** Provided text **
The messengers at the 1974 meeting in Dallas (the year after Roe was decided) reaffirmed the 1971 resolution, saying that it "dealt responsibly from a Christian perspective with complexities of abortion problems in contemporary society" while also in the same resolution saying that the SBC "historically held a high view of the sanctity of human life".

The conservative strategy
In the early 1970s, William Powell, at the time an SBC employee, developed a rather simple strategy to take control of the SBC: elect the SBC president for ten consecutive years.

Under the SBC bylaws, the SBC President has sole authority to appoint the entirety of the Committee on Committees (known during most of the controversy as the Committee on Boards); the appointments do not require approval of the Messengers at an Annual Meeting. This committee, in turn, nominates the members of the Committee on Nominations to be approved by the Messengers at the next Annual Meeting (i.e. one year after the SBC President is elected and he appoints the Committee on Committees), which in turn nominates appointees for vacant positions  to be approved by the Messengers at the subsequent Annual Meeting (i.e., two years from the initial Committee on Committees appointments, and one year after the Committee on Nominations makes its recommendations). The process involves numerous overlaps: at an Annual Meeting the Messengers approve (or reject) the nominees for positions recommended by the Committee on Nominations (the process of which started two years prior), approve nominations for the upcoming Committee on Nominations recommended by the Committee on Committees (which took place the prior year), and further elect the SBC President who will appoint the new Committee on Committees.

Therefore, if conservatives could gain the presidency, the President would nominate conservatives to the Committee on Committees, who would in turn nominate other conservatives to the Committee on Nominations, and then in turn fill the various vacancies with conservatives.  If they could gain and hold the presidency for ten years, they would accomplish the goal of having all agency heads be conservatives.

Takeover chronology
1967. Paul Pressler, a former state representative and a judge in Houston, Texas, and Paige Patterson, then president of Criswell College in Dallas, met in New Orleans to plan the successful political strategy to elect like-minded conservative convention presidents and in turn members of SBC boards.

** What is being asked **
In the SBC passage, rewrite the section starting with "Therefore, if conservatives" and going on through "heads be conservatives.", using "leadership" wherever "presidency" appears.

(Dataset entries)
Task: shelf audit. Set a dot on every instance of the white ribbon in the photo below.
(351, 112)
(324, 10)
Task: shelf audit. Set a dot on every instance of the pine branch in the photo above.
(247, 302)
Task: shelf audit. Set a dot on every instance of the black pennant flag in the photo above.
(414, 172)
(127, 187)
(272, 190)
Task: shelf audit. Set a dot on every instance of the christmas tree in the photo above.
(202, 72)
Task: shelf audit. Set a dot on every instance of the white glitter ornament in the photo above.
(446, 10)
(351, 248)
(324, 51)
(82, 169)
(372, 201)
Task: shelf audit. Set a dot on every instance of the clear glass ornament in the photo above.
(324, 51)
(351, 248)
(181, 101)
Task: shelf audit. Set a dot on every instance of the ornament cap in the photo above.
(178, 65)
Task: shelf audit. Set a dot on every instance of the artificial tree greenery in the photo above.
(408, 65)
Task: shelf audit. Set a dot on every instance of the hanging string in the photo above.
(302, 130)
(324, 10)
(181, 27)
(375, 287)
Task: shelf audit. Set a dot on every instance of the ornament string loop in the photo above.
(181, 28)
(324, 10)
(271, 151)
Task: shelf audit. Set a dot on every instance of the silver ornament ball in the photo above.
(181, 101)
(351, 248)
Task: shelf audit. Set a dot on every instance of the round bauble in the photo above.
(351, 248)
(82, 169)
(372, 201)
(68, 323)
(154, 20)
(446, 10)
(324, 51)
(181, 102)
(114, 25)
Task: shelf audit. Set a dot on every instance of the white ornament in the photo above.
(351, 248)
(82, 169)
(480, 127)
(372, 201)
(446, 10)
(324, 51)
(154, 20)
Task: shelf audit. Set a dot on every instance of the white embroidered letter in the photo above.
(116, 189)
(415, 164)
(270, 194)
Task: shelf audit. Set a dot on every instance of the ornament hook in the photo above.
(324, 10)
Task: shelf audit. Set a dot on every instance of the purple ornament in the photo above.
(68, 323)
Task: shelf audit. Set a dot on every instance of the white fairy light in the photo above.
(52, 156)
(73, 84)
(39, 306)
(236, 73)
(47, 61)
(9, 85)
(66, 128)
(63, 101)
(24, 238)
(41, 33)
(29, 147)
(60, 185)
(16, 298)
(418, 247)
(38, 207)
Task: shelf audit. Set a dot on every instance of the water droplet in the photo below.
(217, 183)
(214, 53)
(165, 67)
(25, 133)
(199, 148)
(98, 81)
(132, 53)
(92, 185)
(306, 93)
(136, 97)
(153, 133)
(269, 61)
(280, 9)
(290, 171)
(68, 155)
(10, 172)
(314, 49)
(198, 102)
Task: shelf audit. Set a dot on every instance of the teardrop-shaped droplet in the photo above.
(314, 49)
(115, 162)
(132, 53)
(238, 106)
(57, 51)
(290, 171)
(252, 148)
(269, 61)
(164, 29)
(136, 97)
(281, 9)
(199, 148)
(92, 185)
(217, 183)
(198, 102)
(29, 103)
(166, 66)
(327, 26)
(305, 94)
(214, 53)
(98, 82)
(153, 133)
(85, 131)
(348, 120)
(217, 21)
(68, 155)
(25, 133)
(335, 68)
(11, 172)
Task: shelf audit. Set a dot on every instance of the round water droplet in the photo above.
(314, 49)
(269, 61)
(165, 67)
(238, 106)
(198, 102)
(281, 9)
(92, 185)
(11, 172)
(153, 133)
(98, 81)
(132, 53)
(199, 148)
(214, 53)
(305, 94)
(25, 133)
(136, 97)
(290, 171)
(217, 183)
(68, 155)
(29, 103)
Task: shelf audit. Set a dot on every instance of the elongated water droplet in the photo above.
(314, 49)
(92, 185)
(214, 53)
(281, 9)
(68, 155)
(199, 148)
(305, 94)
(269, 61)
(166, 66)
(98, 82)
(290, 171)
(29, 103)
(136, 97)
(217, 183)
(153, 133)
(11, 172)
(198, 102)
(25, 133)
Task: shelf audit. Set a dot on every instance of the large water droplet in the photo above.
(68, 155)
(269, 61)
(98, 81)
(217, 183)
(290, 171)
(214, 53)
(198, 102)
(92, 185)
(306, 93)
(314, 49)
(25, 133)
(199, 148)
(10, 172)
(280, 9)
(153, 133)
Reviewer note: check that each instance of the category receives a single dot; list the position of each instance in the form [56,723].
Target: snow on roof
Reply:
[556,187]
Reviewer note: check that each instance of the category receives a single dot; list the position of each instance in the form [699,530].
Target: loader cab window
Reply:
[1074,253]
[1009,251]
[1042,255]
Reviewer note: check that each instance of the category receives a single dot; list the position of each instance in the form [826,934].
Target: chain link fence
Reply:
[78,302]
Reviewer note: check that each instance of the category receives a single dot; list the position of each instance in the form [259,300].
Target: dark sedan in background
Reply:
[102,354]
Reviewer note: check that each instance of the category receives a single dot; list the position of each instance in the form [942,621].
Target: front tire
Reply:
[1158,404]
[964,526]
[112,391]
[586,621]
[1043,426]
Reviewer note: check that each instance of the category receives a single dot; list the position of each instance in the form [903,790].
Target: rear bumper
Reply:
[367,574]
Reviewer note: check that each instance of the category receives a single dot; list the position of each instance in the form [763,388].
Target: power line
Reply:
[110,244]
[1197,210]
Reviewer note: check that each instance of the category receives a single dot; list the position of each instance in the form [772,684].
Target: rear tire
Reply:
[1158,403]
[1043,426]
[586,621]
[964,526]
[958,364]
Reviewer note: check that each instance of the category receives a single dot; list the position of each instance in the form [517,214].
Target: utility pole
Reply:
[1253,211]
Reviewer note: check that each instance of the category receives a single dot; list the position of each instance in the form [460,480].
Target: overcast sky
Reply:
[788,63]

** Response to this exercise **
Therefore, if conservatives could gain the leadership, the President would nominate conservatives to the Committee on Committees, who would in turn nominate other conservatives to the Committee on Nominations, and then in turn fill the various vacancies with conservatives.  If they could gain and hold the leadership for ten years, they would accomplish the goal of having all agency heads be conservatives.